**Written exercise 1:** In the Spark tuning passage, take the part that opens with the words containing "You can pass" and closes with "in your cluster.", and write it out again with "CPU core" switched to "processor core".
**Written exercise 2:** Carry the Spark tuning passage forward, beginning right after its final line.

You can pass the level of parallelism as a second argument (see the
[`spark.PairRDDFunctions`]({{HOME_PATH}}api/core/index.html#spark.PairRDDFunctions) documentation),
or set the system property `spark.default.parallelism` to change the default.
In general, we recommend 2-3 tasks per CPU core in your cluster.

## Memory Usage of Reduce Tasks

Sometimes, you will get an OutOfMemoryError not because your RDDs don't fit in memory, but because the
working set of one of your tasks, such as one of the reduce tasks in `groupByKey`, was too large.
Spark's shuffle operations (`sortByKey`, `groupByKey`, `reduceByKey`, `join`, etc) build a hash table
within each task to perform the grouping, which can often be large. The simplest fix here is to
*increase the level of parallelism*, so that each task's input set is smaller. Spark can efficiently
support tasks as short as 200 ms, because it reuses one worker JVMs across all tasks and it has
a low task launching cost, so you can safely increase the level of parallelism to more than the
number of cores in your clusters.

## Broadcasting Large Variables

Using the [broadcast functionality]({{HOME_PATH}}scala-programming-guide#broadcast-variables)

**Pointing dataset excerpts:**
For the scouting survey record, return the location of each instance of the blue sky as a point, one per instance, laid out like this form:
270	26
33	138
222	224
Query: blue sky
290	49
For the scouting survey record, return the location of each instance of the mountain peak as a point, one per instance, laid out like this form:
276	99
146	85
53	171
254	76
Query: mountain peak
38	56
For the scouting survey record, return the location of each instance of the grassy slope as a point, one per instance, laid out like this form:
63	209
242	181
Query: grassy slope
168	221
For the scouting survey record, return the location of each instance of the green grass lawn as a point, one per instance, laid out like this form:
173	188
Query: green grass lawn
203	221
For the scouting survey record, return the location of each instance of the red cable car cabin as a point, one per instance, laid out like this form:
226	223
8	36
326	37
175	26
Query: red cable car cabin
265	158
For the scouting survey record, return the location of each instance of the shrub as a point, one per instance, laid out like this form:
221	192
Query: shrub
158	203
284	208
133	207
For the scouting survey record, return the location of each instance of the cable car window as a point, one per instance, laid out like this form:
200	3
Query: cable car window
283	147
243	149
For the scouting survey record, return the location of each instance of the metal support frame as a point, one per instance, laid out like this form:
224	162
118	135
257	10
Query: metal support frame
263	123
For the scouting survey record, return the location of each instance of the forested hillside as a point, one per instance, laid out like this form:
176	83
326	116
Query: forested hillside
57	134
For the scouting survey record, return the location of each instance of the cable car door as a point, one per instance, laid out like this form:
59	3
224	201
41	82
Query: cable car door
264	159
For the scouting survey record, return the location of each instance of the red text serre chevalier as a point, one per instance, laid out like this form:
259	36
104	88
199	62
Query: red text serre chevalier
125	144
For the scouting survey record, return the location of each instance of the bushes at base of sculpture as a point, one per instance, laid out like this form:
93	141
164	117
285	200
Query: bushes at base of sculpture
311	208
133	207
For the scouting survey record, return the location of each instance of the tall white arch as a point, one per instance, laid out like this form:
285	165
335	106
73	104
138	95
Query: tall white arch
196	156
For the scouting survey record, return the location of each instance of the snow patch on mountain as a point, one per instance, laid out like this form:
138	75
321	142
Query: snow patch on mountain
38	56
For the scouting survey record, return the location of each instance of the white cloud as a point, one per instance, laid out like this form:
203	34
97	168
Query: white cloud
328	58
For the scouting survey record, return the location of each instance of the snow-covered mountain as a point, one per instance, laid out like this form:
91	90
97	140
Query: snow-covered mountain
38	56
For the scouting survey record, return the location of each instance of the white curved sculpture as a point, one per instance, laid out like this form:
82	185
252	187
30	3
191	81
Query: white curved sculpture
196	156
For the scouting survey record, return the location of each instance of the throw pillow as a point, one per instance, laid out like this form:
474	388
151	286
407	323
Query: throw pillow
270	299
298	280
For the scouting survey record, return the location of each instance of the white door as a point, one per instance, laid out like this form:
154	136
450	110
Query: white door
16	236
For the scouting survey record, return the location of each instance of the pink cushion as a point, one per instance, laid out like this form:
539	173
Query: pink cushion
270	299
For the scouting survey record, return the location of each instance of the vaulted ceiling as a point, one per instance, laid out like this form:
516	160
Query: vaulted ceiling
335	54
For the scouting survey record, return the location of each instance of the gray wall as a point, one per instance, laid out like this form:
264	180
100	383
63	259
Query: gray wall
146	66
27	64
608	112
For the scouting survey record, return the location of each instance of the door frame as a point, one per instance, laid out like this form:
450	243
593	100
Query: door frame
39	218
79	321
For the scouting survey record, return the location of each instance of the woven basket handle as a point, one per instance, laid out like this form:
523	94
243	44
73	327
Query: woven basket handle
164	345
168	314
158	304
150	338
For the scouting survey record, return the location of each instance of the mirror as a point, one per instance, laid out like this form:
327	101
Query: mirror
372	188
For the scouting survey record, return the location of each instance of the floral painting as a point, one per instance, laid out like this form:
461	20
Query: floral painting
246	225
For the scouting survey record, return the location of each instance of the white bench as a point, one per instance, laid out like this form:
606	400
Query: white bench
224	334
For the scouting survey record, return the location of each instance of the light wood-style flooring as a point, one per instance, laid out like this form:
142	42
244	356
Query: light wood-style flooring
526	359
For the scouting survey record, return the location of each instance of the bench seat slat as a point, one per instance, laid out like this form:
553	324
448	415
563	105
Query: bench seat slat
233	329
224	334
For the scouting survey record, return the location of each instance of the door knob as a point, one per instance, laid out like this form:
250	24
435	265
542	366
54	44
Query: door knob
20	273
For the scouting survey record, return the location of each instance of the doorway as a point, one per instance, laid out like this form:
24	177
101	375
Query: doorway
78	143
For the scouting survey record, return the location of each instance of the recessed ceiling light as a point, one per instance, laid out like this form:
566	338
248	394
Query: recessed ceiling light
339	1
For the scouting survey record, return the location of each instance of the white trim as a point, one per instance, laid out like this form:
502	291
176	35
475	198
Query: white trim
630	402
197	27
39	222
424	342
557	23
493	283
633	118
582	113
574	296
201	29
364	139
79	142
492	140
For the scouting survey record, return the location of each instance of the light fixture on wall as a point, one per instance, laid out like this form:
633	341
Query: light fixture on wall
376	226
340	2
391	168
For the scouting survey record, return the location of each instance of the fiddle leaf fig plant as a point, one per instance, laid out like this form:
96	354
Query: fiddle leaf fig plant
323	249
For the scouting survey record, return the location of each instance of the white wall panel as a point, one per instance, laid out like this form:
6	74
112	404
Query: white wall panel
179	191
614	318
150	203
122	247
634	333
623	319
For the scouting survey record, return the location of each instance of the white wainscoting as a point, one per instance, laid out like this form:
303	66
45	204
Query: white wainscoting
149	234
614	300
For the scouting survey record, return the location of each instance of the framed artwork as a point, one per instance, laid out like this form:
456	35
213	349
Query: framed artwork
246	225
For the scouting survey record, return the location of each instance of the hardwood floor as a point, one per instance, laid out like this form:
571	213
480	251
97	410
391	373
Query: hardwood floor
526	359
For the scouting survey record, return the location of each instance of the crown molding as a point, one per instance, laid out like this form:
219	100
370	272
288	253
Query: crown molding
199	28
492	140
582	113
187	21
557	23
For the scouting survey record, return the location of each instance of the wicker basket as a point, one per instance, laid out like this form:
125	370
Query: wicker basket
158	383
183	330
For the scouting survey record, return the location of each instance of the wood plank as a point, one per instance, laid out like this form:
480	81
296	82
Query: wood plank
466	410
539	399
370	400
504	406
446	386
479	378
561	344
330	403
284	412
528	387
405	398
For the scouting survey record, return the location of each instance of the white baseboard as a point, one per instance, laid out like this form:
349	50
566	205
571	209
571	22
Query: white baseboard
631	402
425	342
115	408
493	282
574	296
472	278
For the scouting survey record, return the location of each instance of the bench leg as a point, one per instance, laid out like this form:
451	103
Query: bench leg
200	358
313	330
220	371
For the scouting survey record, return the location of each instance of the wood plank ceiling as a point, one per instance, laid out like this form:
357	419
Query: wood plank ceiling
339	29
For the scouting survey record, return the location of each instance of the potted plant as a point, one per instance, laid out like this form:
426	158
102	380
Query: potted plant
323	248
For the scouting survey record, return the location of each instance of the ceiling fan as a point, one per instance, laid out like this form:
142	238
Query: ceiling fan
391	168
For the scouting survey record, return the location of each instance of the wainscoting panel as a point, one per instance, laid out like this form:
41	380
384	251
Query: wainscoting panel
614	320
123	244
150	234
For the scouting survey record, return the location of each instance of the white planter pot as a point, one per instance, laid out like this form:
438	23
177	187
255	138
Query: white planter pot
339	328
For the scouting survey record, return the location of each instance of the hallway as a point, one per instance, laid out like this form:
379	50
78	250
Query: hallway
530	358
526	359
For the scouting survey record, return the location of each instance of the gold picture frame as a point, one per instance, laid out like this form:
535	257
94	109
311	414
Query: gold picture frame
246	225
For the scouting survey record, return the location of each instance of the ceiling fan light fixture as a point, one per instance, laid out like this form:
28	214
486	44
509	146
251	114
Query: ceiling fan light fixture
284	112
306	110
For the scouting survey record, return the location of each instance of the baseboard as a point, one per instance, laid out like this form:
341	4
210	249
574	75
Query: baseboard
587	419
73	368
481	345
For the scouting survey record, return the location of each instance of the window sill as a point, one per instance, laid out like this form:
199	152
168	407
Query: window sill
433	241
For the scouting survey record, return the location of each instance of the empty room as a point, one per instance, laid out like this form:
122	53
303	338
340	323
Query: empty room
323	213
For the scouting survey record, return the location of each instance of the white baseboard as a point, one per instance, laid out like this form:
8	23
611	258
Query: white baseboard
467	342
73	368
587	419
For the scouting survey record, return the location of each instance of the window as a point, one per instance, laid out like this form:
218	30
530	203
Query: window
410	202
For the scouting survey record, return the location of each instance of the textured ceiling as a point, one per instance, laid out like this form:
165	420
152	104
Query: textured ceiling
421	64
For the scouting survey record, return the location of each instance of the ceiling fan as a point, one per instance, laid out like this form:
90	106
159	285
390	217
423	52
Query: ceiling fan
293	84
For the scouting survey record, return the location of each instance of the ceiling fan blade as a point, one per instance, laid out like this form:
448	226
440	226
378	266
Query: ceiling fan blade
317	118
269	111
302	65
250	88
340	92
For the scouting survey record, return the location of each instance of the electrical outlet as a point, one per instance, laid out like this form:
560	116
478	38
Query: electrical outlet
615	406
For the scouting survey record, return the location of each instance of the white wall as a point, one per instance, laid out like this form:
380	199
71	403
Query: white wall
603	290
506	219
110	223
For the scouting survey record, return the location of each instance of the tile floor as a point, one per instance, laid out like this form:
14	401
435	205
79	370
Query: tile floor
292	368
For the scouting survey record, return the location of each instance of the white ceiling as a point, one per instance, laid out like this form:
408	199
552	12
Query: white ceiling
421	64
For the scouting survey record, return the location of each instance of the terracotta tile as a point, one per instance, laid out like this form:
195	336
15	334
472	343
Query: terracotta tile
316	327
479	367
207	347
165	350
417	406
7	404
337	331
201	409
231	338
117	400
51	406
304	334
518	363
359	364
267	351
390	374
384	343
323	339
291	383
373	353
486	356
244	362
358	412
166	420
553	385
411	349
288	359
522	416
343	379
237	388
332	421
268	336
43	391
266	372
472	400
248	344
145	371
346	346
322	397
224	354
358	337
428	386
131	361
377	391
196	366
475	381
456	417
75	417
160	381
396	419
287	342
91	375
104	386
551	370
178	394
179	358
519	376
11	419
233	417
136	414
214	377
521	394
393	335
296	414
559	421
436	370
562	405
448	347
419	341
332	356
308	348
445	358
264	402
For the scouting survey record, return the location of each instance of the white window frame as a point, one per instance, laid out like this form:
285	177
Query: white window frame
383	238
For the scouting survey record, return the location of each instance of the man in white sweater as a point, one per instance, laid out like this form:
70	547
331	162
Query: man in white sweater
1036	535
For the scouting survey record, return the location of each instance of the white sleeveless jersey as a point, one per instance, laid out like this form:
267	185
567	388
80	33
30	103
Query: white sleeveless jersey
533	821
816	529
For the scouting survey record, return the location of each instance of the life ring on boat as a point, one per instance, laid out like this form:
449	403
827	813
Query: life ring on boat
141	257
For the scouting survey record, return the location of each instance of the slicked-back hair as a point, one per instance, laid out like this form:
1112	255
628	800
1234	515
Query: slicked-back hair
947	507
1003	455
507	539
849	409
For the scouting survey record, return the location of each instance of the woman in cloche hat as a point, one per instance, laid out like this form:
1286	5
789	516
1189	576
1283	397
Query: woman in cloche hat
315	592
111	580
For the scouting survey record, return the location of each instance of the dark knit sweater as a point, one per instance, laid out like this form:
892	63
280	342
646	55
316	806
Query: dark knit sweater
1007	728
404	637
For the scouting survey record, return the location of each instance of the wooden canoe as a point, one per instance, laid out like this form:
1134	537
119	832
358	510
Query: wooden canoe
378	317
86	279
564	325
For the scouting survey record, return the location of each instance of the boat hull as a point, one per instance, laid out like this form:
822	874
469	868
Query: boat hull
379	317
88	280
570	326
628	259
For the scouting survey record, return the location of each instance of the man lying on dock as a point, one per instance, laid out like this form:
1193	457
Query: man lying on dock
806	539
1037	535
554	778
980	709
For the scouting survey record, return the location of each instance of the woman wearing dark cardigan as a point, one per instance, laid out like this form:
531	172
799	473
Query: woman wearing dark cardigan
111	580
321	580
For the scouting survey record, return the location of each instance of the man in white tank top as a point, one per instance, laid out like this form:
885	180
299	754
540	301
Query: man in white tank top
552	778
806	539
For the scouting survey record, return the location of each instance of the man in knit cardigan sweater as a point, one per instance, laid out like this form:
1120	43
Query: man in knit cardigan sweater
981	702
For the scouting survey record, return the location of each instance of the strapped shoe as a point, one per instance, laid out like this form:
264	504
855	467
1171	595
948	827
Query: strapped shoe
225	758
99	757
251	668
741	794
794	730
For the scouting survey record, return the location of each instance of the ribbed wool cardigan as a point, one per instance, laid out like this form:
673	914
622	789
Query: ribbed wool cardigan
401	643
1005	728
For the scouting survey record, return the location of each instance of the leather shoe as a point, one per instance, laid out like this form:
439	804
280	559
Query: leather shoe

**Response 1:**
You can pass the level of parallelism as a second argument (see the
[`spark.PairRDDFunctions`]({{HOME_PATH}}api/core/index.html#spark.PairRDDFunctions) documentation),
or set the system property `spark.default.parallelism` to change the default.
In general, we recommend 2-3 tasks per processor core in your cluster.

**Response 2:**
available in `SparkContext` can greatly reduce the size of each serialized task, and the cost
of launching a job over a cluster. If your tasks use any large object from the driver program
inside of them (e.g. a static lookup table), consider turning it into a broadcast variable.
Spark prints the serialized size of each task on the master, so you can look at that to
decide whether your tasks are too large; in general tasks larger than about 20 KB are probably
worth optimizing.


# Summary

This has been a quick guide to point out the main concerns you should know about when tuning a
Spark application -- most importantly, data serialization and memory tuning. For most programs,
switching to Kryo serialization and persisting data in serialized form will solve most common
performance issues. Feel free to ask on the
[Spark mailing list](http://groups.google.com/group/spark-users) about other tuning best practices.